__TASK INSTRUCTIONS__.
Restate the passage of the campus-reopening excerpt that begins with the words "Dining halls can" and ends after the words "at one time.", renaming "Dining halls" as "Cafeterias".

__DOCUMENT EXTRACT__.
BEGIN

Dining halls can have staggered shifts and expanded grab-and-go options. Schools can put limits on the number of tables, the number of students at each table and the number of diners at one time.

Ideally, in residence halls, every student would have a single with a private bathroom, but for most colleges that would require bringing only a fraction of their students back to campus. A more practical but less protective alternative is to treat students in doubles or suites as a family unit, allowing them to live together without physical distancing, just as family members do when sharing a home. Hallways can be marked for one-way traffic and occupancy limits established for common spaces. And all this doesn’t even begin to address sports.

The real danger, however, is that these efforts to maximize safety could be negated if students themselves do what comes naturally: gather. A report prepared for Connecticut’s governor notes with considerable understatement that “the much-publicized behavior of students during spring break in Florida suggests skepticism about full compliance with behavior norms.”

To keep students, faculty and staff safe on campus, colleges and universities will need to create and support a culture of respect for physical distancing — and students will need to be part of the effort.

There are a few important things that schools can do to accomplish this. First, students should be asked to sign a social contract promising to adhere to distancing and other rules as a condition for returning to campus. Just as many institutions rely on honor codes to limit academic misconduct, so too could they rely on social codes so students behave in ways that protect themselves and their classmates.

Second, students should be involved in the development of physical distancing protocols tailored to their campus and enlisted in educating one another about the importance of adhering to those protocols. Schools could, for example, encourage student research papers, videos, artwork and oral presentations on topics such as how the virus spreads, what renders different age and ethnic groups vulnerable to the virus, and how some countries have managed to contain the virus, and make the best of them available to the campus community.

Third, college officials should work with student organizations to design and fund social gatherings (preferably outdoors) that are both fun and safe.

Fourth, institutions should consider an initiative that encourages students to design, produce and wear masks that reveal something about who they are and what they value.

Whether students will abide by the protocols needed to keep campuses safe remains an open question. But few, if any, want to return to Zoom classes in their parents’ basement. With some advice and encouragement, the vast majority of them, we hope, will embrace a culture of physical distancing as their best — and only — alternative.

David Wippman is the president of Hamilton College. Glenn Altschuler is a professor of American studies at Cornell.

END

__LISTED RECORDS__.
BEGIN

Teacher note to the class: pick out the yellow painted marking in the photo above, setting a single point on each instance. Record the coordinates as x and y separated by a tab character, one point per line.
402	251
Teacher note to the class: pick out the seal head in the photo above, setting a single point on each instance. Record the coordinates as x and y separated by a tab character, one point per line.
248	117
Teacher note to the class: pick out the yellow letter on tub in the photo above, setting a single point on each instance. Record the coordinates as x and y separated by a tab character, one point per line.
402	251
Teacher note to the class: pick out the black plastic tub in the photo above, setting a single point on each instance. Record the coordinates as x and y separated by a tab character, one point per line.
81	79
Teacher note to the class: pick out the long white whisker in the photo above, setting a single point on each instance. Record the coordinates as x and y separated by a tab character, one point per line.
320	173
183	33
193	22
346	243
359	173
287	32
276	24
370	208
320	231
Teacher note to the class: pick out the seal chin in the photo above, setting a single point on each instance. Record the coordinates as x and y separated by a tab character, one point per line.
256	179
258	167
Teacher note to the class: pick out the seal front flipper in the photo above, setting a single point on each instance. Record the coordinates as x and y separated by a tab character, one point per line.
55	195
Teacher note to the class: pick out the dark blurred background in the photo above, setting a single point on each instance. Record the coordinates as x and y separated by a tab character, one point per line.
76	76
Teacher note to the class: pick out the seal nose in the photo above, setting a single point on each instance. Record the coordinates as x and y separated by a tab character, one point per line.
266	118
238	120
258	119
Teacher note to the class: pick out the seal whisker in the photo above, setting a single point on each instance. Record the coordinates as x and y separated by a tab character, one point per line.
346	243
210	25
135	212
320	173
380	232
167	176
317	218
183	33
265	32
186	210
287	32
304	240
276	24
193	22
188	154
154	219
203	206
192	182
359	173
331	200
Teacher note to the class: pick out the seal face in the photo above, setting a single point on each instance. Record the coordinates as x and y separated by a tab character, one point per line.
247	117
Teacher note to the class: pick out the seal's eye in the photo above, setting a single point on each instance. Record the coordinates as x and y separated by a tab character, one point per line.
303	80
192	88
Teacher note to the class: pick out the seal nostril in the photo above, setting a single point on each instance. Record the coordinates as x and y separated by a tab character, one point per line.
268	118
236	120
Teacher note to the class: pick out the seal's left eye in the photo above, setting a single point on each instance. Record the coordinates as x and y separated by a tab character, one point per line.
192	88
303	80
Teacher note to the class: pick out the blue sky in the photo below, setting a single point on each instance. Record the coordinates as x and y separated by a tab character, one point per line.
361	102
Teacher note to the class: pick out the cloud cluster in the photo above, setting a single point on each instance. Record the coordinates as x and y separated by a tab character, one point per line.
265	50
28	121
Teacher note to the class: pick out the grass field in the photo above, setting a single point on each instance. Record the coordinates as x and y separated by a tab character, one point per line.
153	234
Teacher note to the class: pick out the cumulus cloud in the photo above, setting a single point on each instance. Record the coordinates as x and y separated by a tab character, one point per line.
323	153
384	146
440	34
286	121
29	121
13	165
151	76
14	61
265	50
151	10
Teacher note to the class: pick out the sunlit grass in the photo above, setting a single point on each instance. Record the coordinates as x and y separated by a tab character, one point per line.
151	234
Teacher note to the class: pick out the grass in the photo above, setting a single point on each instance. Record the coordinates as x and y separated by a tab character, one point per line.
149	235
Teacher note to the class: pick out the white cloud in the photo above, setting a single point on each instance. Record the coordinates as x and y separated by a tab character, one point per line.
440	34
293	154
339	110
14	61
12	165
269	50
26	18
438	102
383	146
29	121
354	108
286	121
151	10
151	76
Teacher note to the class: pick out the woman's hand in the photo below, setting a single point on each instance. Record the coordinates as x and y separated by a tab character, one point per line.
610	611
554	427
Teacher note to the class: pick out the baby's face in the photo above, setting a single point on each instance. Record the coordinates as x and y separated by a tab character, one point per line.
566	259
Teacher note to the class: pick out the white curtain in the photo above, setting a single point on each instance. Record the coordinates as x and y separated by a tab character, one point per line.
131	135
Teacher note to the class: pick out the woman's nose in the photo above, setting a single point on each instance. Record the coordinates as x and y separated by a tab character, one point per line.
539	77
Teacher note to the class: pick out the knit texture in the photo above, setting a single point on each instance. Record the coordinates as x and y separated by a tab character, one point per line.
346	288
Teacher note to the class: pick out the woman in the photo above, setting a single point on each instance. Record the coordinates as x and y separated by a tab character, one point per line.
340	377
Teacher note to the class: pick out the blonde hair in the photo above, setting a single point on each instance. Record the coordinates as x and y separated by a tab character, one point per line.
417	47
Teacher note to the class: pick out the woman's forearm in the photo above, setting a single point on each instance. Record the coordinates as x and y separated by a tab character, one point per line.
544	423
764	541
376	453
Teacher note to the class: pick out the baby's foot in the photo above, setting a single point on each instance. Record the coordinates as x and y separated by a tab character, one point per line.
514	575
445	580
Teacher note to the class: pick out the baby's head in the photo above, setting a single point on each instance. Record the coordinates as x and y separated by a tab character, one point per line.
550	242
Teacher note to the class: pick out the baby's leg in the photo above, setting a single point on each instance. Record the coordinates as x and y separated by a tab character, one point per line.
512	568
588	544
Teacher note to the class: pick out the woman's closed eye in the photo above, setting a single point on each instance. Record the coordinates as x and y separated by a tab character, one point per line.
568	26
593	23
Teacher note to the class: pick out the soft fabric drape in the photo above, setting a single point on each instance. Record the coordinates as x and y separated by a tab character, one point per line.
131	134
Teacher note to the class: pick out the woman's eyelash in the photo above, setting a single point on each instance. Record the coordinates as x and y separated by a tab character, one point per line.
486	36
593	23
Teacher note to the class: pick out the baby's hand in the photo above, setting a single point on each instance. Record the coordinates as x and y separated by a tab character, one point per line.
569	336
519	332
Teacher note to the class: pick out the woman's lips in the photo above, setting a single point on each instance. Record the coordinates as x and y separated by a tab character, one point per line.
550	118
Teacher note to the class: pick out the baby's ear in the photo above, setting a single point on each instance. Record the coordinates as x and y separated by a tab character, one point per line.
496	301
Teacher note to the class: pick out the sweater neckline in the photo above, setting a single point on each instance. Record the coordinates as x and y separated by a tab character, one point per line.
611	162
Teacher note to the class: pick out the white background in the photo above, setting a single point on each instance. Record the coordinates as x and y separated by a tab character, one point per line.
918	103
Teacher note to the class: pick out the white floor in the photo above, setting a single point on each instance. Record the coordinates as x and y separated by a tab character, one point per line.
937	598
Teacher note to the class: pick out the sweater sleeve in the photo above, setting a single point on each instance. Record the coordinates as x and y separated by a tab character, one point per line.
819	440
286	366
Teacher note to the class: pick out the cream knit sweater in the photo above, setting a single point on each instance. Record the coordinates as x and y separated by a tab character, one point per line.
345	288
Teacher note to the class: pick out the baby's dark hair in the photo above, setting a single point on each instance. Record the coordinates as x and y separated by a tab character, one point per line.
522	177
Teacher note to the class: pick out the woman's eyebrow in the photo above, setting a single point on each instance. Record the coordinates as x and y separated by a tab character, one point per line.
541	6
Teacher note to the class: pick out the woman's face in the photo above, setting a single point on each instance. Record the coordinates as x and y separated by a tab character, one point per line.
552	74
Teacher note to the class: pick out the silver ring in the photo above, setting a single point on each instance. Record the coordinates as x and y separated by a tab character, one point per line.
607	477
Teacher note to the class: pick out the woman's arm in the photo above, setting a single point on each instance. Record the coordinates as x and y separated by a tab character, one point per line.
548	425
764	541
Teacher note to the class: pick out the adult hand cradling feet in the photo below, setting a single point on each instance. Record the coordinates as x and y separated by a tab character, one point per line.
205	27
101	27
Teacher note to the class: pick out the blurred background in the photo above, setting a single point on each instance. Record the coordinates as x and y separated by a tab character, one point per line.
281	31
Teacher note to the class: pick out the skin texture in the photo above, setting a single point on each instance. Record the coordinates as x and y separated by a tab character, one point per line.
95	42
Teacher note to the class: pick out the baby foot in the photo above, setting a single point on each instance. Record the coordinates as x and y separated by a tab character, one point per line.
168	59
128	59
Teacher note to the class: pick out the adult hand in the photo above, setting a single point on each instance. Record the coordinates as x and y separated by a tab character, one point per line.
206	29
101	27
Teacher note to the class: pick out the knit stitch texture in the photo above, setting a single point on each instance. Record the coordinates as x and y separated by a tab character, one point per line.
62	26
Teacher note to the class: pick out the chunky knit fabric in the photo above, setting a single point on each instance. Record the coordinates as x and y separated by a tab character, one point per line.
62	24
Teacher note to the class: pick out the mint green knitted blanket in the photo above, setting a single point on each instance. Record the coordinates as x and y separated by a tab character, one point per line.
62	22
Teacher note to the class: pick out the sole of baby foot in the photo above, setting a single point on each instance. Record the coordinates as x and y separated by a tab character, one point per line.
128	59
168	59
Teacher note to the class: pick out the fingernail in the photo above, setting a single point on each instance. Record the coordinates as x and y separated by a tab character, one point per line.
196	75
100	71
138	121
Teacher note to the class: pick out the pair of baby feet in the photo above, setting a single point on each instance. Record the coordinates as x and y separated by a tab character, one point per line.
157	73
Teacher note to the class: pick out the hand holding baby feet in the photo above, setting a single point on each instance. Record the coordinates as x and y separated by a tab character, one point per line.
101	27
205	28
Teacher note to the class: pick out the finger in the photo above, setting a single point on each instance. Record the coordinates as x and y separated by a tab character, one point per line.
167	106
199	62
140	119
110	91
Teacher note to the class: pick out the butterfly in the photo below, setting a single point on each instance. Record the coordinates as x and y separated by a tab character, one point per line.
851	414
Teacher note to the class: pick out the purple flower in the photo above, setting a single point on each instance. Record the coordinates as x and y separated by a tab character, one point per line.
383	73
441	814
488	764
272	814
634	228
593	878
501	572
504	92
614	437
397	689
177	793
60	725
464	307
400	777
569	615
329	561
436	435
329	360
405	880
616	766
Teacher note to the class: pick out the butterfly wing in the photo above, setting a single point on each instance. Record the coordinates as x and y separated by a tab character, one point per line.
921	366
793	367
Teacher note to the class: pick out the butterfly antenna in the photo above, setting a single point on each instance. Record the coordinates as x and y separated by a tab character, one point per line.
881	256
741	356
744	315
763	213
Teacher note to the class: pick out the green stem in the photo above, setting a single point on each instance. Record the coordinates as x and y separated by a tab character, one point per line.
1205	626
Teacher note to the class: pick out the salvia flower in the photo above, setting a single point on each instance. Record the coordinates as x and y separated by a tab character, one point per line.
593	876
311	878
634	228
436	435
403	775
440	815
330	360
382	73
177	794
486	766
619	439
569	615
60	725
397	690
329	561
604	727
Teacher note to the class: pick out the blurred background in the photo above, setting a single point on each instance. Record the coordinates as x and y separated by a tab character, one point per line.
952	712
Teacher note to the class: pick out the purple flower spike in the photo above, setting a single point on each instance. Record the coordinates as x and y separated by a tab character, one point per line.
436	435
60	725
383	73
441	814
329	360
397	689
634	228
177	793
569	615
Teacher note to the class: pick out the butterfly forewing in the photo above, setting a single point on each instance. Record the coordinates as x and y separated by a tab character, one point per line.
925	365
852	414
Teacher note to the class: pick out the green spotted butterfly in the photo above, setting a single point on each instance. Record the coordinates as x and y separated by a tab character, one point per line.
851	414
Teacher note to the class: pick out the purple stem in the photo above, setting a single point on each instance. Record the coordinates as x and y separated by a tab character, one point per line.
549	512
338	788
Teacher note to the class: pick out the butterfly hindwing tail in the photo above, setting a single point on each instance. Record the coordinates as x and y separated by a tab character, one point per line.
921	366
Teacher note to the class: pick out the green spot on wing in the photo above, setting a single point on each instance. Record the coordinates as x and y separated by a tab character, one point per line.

END

__ANSWER SECTION__.
Cafeterias can have staggered shifts and expanded grab-and-go options. Schools can put limits on the number of tables, the number of students at each table and the number of diners at one time.